### Exercício curto
Transcreva, sem nenhuma alteração, o trecho da crítica sobre O Lobo Atrás da Porta que começa em "- Só dez por" e vai até "Coimbra em longa-metragem.", incluindo essas palavras finais.

### Artigo
▶

O Lobo Atrás da Porta + Entrevista


- Só dez por cento é mentira -

Existe algo de estranho na construção térmica de O Lobo Atrás da Porta. Para um filme de atmosfera tão sufocante, que emana um calor tão desagradável, é curioso notar como a fotografia se mantêm muito distante de luzes estouradas ou cores quentes; ou como não se obriga a filmar seus personagens a curtas distâncias o tempo todo, à cata de tais sensações. Esse calor, que toma conta de todos os cantos em todos os planos sem se fazer notar, é apenas um dos muitos mistérios que revolvem a intricada estrutura da estreia de Fernando Coimbra em longa-metragem.

Da primeira vez que o vi (durante a Janela Internacional de Cinema do Recife, alguns meses atrás), lembro de sofrer uma lenta destruição de meu ceticismo quanto a ‘suspenses dramáticos brasileiros’, subgênero que nunca havia me oferecido nada de realmente impactante. E ainda mais impressionante é revê-lo agora, e me perceber caindo de novo em cada uma das deliciosas armadilhas emocionais que Coimbra e sua trupe constroem tão bem, com o agravante de já saber onde cada uma delas estava posicionada. Só ‘filmes de cinema’ tem a capacidade de se reinventar completamente no imaginário de um espectador, e fazer com que cada revisão seja uma experiência nova, bem ou mal, e O Lobo faz isso sem reservas.

À época em que o assisti pela primeira vez, ainda não tinha visto A Imigrante, filme mais recente de James Gray no qual Marion Cotillard interpreta uma polonesa recebida na América pelas costas da Estátua da Liberdade. Foi muito difícil não associar este plano tão poderoso com o início do filme de Coimbra, uma imagem igualmente forte do Cristo Redentor de costas, ao longe, ignorando completamente tudo que acontece ali embaixo. Tirando esta imagem, e um ou dois momentos que o vemos como um ponto perdido no céu distante, o Cristo e todo o ‘ser carioca’ que ele traz consigo jamais vão se fazer presentes no filme, que preserva sua universalidade com destreza louvável; é uma história tão violentamente banal que poderia estar acontecendo agora, em qualquer lugar do mundo.

◀

### Um bloco de dados
▶

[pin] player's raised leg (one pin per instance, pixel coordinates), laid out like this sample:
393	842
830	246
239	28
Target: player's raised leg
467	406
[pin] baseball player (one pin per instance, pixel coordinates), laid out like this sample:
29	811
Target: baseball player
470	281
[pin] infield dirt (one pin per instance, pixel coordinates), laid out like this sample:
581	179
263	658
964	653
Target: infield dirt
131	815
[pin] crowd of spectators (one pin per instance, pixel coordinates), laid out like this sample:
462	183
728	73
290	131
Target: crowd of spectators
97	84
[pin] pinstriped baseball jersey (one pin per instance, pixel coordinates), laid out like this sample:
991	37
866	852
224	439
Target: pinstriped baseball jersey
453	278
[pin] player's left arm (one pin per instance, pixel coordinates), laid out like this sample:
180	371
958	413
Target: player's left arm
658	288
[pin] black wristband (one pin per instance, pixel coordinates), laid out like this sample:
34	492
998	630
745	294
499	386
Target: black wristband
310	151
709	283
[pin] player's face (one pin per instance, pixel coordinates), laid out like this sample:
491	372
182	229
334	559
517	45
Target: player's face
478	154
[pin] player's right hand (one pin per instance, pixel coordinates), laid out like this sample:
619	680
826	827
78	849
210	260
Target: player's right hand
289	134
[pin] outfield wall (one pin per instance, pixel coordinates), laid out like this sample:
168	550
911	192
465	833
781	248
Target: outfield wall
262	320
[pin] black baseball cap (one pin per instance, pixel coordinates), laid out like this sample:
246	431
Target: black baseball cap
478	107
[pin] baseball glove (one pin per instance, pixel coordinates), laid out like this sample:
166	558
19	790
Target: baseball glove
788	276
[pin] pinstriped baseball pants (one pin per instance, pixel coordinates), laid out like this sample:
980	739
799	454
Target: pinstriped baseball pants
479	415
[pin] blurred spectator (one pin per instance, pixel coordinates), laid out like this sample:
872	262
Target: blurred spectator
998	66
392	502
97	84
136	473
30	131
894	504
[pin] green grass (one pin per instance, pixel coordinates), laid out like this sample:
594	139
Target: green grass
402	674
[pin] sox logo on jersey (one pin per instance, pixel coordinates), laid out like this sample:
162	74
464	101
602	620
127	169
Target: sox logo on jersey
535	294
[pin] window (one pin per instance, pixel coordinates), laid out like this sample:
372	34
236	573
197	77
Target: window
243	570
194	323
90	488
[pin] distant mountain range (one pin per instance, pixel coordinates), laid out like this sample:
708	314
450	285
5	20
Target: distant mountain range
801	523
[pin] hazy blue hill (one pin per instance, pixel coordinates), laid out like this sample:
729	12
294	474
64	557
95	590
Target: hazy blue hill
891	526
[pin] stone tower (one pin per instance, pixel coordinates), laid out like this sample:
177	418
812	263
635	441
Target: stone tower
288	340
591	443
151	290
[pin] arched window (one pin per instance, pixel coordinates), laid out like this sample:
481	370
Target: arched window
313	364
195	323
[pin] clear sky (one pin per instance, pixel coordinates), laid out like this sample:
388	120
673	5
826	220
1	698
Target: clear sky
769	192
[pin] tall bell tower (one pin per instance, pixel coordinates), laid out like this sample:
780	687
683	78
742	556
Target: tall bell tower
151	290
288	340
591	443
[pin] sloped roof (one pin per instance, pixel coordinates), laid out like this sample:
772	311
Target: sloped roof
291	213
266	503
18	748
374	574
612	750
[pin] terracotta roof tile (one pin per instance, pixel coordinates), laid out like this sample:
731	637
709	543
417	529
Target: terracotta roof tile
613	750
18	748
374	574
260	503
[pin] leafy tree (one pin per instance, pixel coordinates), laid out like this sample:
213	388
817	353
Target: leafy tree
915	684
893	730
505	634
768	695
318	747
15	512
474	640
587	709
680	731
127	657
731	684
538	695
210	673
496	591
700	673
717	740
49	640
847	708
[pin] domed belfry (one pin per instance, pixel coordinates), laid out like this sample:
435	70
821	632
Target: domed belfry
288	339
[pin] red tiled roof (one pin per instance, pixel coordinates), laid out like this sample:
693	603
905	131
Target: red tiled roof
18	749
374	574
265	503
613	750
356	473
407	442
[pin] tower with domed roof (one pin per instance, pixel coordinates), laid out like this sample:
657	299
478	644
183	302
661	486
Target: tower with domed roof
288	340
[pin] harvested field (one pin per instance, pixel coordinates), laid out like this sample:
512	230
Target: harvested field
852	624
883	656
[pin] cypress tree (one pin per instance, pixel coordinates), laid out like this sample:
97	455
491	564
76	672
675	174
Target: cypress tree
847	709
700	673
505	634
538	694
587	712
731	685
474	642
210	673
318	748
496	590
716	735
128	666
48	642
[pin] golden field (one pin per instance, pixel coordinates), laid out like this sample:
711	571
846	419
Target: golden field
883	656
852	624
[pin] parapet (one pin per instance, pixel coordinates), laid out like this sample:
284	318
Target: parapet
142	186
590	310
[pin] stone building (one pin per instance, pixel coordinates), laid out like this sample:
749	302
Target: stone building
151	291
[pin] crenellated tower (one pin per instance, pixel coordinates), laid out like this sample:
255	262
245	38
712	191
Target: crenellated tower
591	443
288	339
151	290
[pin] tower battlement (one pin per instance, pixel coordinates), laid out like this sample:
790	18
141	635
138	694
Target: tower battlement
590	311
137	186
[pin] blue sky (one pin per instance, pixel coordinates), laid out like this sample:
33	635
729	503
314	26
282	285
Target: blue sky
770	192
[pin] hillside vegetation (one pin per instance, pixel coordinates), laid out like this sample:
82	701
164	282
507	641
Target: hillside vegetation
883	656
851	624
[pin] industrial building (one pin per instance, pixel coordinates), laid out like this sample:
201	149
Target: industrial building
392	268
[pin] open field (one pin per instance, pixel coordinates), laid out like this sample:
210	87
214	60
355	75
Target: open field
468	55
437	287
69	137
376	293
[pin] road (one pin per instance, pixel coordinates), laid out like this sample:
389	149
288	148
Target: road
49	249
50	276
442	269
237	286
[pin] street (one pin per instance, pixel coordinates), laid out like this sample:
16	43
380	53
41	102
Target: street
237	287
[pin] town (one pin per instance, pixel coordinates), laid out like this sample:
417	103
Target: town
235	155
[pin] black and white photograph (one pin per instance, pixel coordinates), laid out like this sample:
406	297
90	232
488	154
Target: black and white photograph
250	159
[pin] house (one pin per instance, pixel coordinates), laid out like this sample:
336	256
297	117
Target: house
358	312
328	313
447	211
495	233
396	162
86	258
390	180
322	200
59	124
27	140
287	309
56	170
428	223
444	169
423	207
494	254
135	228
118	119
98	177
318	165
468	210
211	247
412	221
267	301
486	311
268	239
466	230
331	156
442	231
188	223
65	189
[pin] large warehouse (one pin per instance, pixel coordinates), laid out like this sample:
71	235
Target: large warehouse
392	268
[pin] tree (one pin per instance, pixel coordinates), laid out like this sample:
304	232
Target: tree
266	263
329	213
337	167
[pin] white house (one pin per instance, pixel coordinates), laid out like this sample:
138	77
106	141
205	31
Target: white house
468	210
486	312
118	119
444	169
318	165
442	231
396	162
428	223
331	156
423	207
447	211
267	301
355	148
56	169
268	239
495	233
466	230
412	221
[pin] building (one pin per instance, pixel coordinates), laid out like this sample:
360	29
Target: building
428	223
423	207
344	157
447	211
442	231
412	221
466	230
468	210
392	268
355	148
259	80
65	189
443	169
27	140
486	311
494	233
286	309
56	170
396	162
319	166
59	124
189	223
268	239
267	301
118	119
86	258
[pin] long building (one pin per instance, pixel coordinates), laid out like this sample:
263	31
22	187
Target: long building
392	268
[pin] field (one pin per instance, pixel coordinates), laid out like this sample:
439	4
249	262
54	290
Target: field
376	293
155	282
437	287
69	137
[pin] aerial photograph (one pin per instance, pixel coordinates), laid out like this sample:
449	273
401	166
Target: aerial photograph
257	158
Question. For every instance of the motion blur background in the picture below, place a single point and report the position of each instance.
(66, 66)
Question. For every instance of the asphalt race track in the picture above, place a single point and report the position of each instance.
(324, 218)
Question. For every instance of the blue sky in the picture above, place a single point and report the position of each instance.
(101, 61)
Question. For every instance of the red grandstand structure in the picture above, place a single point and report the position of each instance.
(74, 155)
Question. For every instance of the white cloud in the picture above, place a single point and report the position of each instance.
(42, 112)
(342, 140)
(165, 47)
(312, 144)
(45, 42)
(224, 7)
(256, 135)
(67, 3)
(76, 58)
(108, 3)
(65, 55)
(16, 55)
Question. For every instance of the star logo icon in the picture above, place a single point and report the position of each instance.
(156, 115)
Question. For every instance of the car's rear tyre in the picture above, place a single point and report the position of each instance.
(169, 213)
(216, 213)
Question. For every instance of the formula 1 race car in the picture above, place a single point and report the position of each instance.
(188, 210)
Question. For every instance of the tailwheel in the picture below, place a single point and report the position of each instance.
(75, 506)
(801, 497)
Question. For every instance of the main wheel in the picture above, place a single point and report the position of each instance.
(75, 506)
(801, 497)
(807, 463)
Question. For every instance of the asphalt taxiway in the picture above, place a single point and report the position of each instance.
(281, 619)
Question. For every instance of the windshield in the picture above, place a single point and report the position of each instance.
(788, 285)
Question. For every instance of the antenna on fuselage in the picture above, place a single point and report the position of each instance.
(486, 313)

◀

### Resposta do exercício
- Só dez por cento é mentira -

Existe algo de estranho na construção térmica de O Lobo Atrás da Porta. Para um filme de atmosfera tão sufocante, que emana um calor tão desagradável, é curioso notar como a fotografia se mantêm muito distante de luzes estouradas ou cores quentes; ou como não se obriga a filmar seus personagens a curtas distâncias o tempo todo, à cata de tais sensações. Esse calor, que toma conta de todos os cantos em todos os planos sem se fazer notar, é apenas um dos muitos mistérios que revolvem a intricada estrutura da estreia de Fernando Coimbra em longa-metragem.